WHAT THE TASK ASKS
Rewrite all of the records below, replacing "planogram check" with "shelf audit" everywhere it occurs and leaving everything else unchanged. Omit the pictures from your answer.

THE INPUT
++++++++++

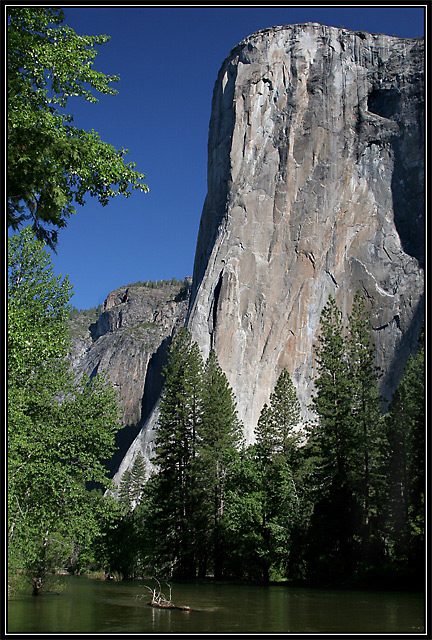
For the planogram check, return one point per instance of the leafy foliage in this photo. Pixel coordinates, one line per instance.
(58, 431)
(51, 163)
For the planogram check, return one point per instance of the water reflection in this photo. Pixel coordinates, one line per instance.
(111, 607)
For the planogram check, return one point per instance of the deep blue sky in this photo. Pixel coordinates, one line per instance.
(168, 59)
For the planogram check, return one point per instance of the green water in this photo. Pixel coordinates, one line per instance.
(94, 606)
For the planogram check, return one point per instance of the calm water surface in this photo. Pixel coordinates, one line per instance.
(93, 606)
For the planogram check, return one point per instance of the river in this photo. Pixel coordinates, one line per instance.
(86, 605)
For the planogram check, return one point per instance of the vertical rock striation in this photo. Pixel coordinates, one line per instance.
(315, 187)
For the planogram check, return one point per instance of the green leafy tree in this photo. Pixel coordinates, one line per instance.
(58, 430)
(175, 485)
(51, 163)
(220, 439)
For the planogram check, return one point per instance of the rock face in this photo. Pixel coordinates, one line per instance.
(129, 340)
(315, 187)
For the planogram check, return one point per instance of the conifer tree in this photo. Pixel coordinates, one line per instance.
(336, 518)
(277, 466)
(368, 422)
(406, 468)
(175, 485)
(220, 439)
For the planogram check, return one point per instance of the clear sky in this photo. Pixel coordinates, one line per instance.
(168, 59)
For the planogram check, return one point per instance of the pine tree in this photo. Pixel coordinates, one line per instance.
(220, 439)
(278, 464)
(406, 468)
(176, 498)
(368, 422)
(333, 441)
(332, 401)
(132, 483)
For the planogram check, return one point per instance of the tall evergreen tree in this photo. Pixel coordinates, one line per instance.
(333, 441)
(367, 477)
(175, 485)
(275, 490)
(332, 401)
(220, 439)
(406, 470)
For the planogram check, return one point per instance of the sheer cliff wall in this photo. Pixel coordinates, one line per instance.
(315, 187)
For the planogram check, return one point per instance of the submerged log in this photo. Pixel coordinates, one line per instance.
(167, 605)
(160, 601)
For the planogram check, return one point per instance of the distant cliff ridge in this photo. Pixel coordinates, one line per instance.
(315, 187)
(129, 340)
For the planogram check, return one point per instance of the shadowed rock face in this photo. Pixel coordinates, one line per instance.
(315, 187)
(129, 341)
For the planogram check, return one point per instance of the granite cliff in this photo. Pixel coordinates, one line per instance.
(315, 187)
(128, 339)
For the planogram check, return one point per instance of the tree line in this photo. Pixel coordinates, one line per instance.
(335, 501)
(339, 501)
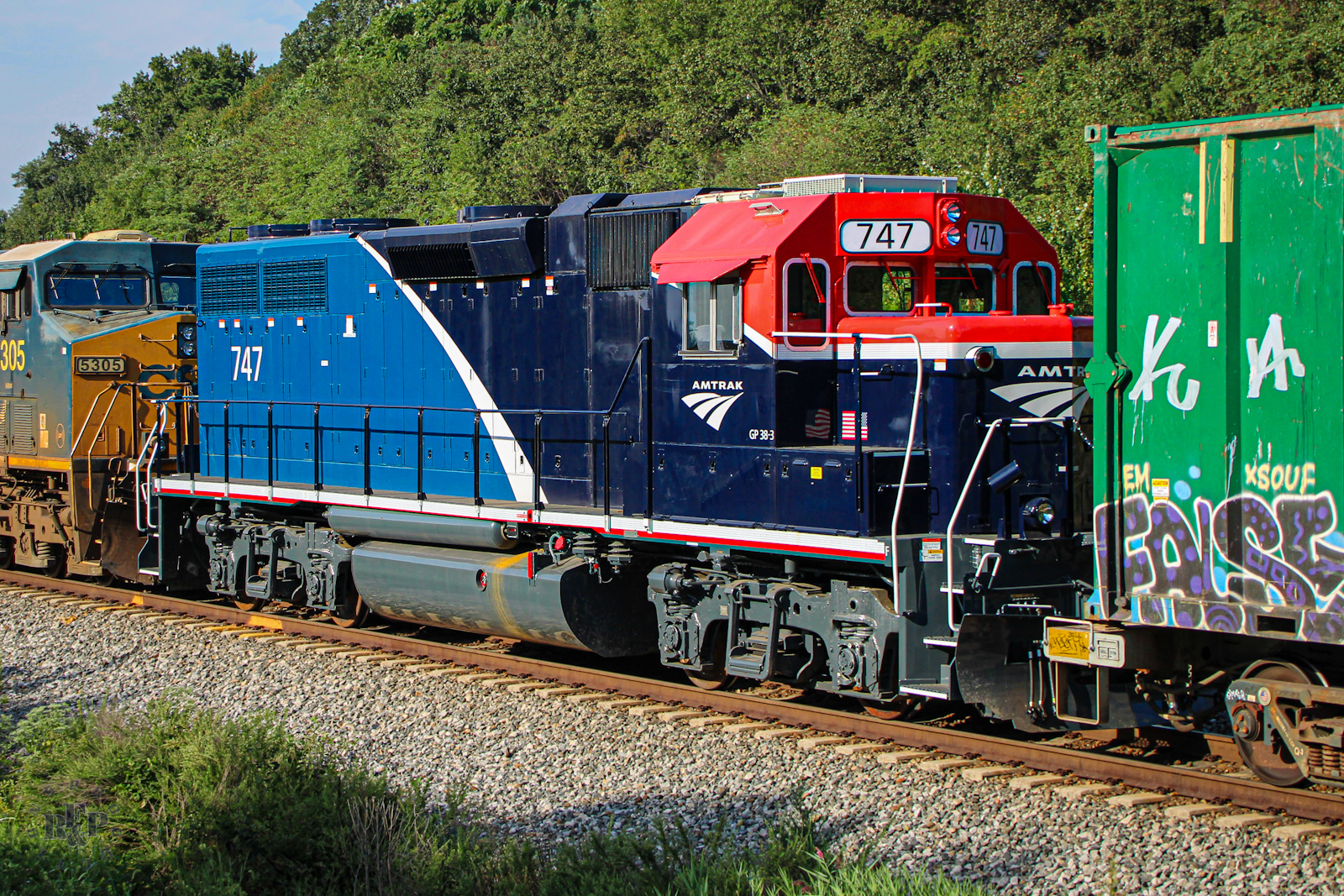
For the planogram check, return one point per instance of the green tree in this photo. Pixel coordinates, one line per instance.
(151, 105)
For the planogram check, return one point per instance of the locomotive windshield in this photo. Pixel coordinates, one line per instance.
(871, 289)
(100, 289)
(968, 288)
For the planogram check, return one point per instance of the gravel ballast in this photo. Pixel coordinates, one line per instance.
(551, 772)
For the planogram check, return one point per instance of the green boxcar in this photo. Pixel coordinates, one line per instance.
(1216, 380)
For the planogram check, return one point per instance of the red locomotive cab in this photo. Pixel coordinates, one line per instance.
(840, 291)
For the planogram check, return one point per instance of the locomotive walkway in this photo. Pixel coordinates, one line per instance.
(976, 757)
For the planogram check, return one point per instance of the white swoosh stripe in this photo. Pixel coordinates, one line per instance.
(1047, 405)
(717, 418)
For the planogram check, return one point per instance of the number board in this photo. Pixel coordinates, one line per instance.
(92, 365)
(858, 237)
(984, 238)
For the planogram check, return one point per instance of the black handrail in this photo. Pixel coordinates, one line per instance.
(648, 430)
(538, 414)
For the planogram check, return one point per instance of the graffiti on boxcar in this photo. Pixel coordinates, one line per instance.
(1245, 553)
(1153, 348)
(1270, 356)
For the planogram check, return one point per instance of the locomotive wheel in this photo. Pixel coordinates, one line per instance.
(1273, 763)
(351, 617)
(711, 681)
(893, 710)
(714, 678)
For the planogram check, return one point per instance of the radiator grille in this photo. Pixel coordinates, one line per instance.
(228, 289)
(620, 248)
(20, 429)
(295, 285)
(441, 261)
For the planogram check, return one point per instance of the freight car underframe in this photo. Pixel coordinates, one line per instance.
(864, 629)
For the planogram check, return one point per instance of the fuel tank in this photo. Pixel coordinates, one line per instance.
(418, 527)
(490, 593)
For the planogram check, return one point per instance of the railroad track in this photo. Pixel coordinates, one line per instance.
(945, 746)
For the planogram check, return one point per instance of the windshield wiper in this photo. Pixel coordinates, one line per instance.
(92, 320)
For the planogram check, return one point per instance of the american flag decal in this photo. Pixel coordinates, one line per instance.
(847, 425)
(819, 425)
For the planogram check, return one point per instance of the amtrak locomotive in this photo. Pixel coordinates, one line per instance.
(822, 432)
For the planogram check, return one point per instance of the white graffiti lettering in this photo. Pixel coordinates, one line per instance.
(1153, 348)
(1272, 358)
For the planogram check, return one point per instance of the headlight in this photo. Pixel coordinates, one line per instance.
(186, 340)
(1039, 513)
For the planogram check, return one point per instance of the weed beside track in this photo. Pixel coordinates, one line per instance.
(178, 799)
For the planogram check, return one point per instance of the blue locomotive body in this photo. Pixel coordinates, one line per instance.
(680, 422)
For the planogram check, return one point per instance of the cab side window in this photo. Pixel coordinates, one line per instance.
(711, 317)
(17, 304)
(15, 295)
(806, 296)
(871, 289)
(1034, 288)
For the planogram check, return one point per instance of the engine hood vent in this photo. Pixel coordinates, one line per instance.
(480, 249)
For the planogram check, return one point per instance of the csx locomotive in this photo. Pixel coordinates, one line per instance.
(94, 331)
(835, 432)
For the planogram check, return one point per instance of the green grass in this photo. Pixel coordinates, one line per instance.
(187, 802)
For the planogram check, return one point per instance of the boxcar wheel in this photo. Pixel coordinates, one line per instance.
(1273, 763)
(893, 710)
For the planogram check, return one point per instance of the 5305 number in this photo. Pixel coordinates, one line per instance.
(11, 355)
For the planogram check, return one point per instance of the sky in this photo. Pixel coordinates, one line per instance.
(62, 58)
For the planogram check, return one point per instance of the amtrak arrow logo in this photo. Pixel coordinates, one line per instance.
(710, 406)
(1046, 399)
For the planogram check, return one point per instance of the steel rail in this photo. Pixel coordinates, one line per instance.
(1187, 782)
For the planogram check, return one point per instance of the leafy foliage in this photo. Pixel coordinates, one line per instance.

++++++++++

ANSWER BELOW
For the shelf audit, return one point per instance of the leafy foliage in this photo. Pixel coordinates, one line per instance.
(58, 431)
(51, 163)
For the shelf audit, return one point per instance of the water reflection in this photo. Pixel coordinates, one line per instance.
(111, 607)
For the shelf audit, return one point per instance of the deep blue sky in this photo. Pixel coordinates, one line per instance.
(168, 59)
For the shelf audit, return one point per instance of the green water in this photo. Pixel coordinates, one line per instance.
(94, 606)
For the shelf audit, return one point per instance of the calm water surface in this photo. Pixel coordinates, one line per instance.
(93, 606)
For the shelf audit, return one point per instance of the river in this photo. Pixel coordinates, one line per instance.
(86, 605)
For the shelf audit, return one point per instance of the vertical rock striation in this photo. Pixel coordinates, one line per instance.
(315, 187)
For the shelf audit, return one point per instance of the green leafy tree in this photo. Pixel coordinates, one line per instance.
(58, 430)
(175, 485)
(51, 163)
(220, 439)
For the shelf audit, return one point per instance of the rock face in this photo. Pixel coordinates, one line per instance.
(129, 340)
(315, 187)
For the shelf audit, return one point per instance of the conifer tree in this photo. Pixel coordinates, one line per instance.
(336, 518)
(277, 466)
(368, 422)
(406, 468)
(175, 485)
(220, 439)
For the shelf audit, return one point per instance of the clear sky in this photo. Pixel coordinates, one line per instance.
(168, 59)
For the shelf audit, return one point per instance of the pine tree in this photo. Pixel coordinates, one line per instance.
(220, 439)
(278, 464)
(406, 468)
(176, 498)
(368, 422)
(333, 441)
(332, 401)
(132, 483)
For the shelf audit, return one point per instance of the tall evergreen tree in this photo. Pixel coordinates, one line per instance.
(333, 441)
(367, 477)
(175, 485)
(275, 490)
(332, 401)
(220, 439)
(406, 470)
For the shelf audit, return one point per instance of the sheer cliff wall in this photo. Pixel coordinates, one line per instance.
(315, 187)
For the shelf audit, return one point per instance of the submerged log in this photo. Pixel coordinates, one line per instance.
(167, 605)
(160, 601)
For the shelf audit, return one point per instance of the distant cliff ridge in this photo. Pixel coordinates, one line per instance.
(315, 187)
(129, 340)
For the shelf audit, return one point per instance of the shadowed rock face in this photo. Pixel coordinates, one line per instance.
(315, 187)
(129, 341)
For the shelf audit, return one point per instance of the granite cliff in this photo. Pixel coordinates, one line per instance.
(315, 187)
(128, 339)
For the shelf audit, return one point per instance of the tree line in this photo. Pixel coordinates, one line per instance.
(335, 501)
(339, 501)
For the shelf audit, return one point per instance of the green tree in this photo. Pixel coordinates, one line per instance.
(151, 105)
For the shelf audit, return one point per instance of the locomotive windshield in this photo. Pixel coordinates, one line per instance.
(871, 289)
(100, 289)
(968, 288)
For the shelf audit, return one point per instance of the gravel ballast in this photo. Pixel coordinates, one line per instance.
(551, 772)
For the shelf audit, return one point per instance of the green boxcar in this photo. Pixel coordinates, one line per instance.
(1216, 380)
For the shelf audit, return one point per instance of the red locomotive cab in this photo. Pixel coordinates, one line per instance.
(840, 291)
For the shelf audit, return one point per instance of the locomotive walkway in this photo. Pixel coordinates, one line per instance.
(976, 757)
For the shelf audit, return one point per instance of the white swoosh stripe in this photo. Pixel coordinates, one line per instance.
(1047, 405)
(717, 418)
For the shelf audit, return one point per instance of the number board in this photo. Pixel coordinates, one line per instance.
(92, 365)
(858, 237)
(984, 238)
For the shelf audit, return one point per instance of the black handrail in this photo. Pixel coordinates, one line per instance.
(648, 430)
(538, 414)
For the shelf audit, return one point per instance of the graffiti on boxcar in this photo. Pixel coordinates, one line per instance.
(1245, 553)
(1153, 348)
(1270, 356)
For the shelf audit, return one point per instance of the locomotive wheel in this photo. Pixel coordinates, one line per instance.
(1273, 763)
(351, 617)
(711, 681)
(893, 710)
(714, 678)
For the shelf audit, return one point per instance of the radiator grille in this photo. Pixel coordinates, one line per instance.
(228, 289)
(620, 248)
(20, 429)
(295, 285)
(441, 261)
For the shelf audit, return one point per instance of the freight car underframe in this photo. Pixel coordinates, one line per instance.
(864, 629)
For the shelf audit, return one point per instance of the fuel tank in this photo. Pixel coordinates, one line per instance.
(418, 527)
(490, 593)
For the shelf audit, return one point per instance of the railroad track in this photo. Pixel coordinates, one line per instance.
(945, 746)
For the shelf audit, return one point per instance of the windshield wiper in this photo. Pixel coordinates, one line per instance.
(92, 320)
For the shelf audit, return one point per instance of the american flag decal in this photo. Pixel coordinates, one line per instance.
(847, 425)
(819, 425)
For the shelf audit, return one point per instance of the amtrak locomotive in this photo. Pixel coordinates, one line per instance.
(822, 432)
For the shelf audit, return one point per instance of the white graffiti lettering in this photo. Pixel coordinates, one line per instance.
(1153, 348)
(1272, 358)
For the shelf audit, return one point per instance of the headlight in this photo. Pixel coordinates, one line per instance.
(186, 340)
(1039, 513)
For the shelf audit, return one point per instance of the weed beside track in this photo. Pixel coordinates, one line per instance.
(178, 799)
For the shelf audit, return one point per instance of the blue locomotive body in this photo. Pixel coordinates, one line per instance.
(680, 422)
For the shelf audit, return one point per instance of the cab side window in this photo. Pixel coordinates, one line per instance.
(711, 317)
(17, 304)
(15, 295)
(806, 296)
(871, 289)
(1034, 288)
For the shelf audit, return one point per instance of the engine hood vent in this photo. Pixel coordinates, one line per instance.
(480, 249)
For the shelf audit, return one point per instance of the csx locomotive in this photo. Pixel coordinates, one line per instance.
(94, 331)
(835, 432)
For the shelf audit, return one point per instance of the green grass in this photo. Pixel coordinates, one line per instance.
(187, 802)
For the shelf audit, return one point per instance of the boxcar wheel in this photo. Pixel coordinates, one line per instance.
(1273, 763)
(893, 710)
For the shelf audit, return one point per instance of the 5305 number in this photo. Pixel coordinates, one line per instance.
(11, 355)
For the shelf audit, return one point per instance of the sky in this photo. Pixel coordinates, one line per instance.
(62, 58)
For the shelf audit, return one point per instance of the amtrak arrow logo in this photo. Pixel coordinates, one line per instance.
(710, 406)
(1046, 399)
For the shelf audit, return one point per instance of the steel rail in this photo. Pixel coordinates, one line per instance.
(1187, 782)
For the shelf audit, return one point per instance of the leafy foliage in this photo. Pixel coordinates, one line per instance.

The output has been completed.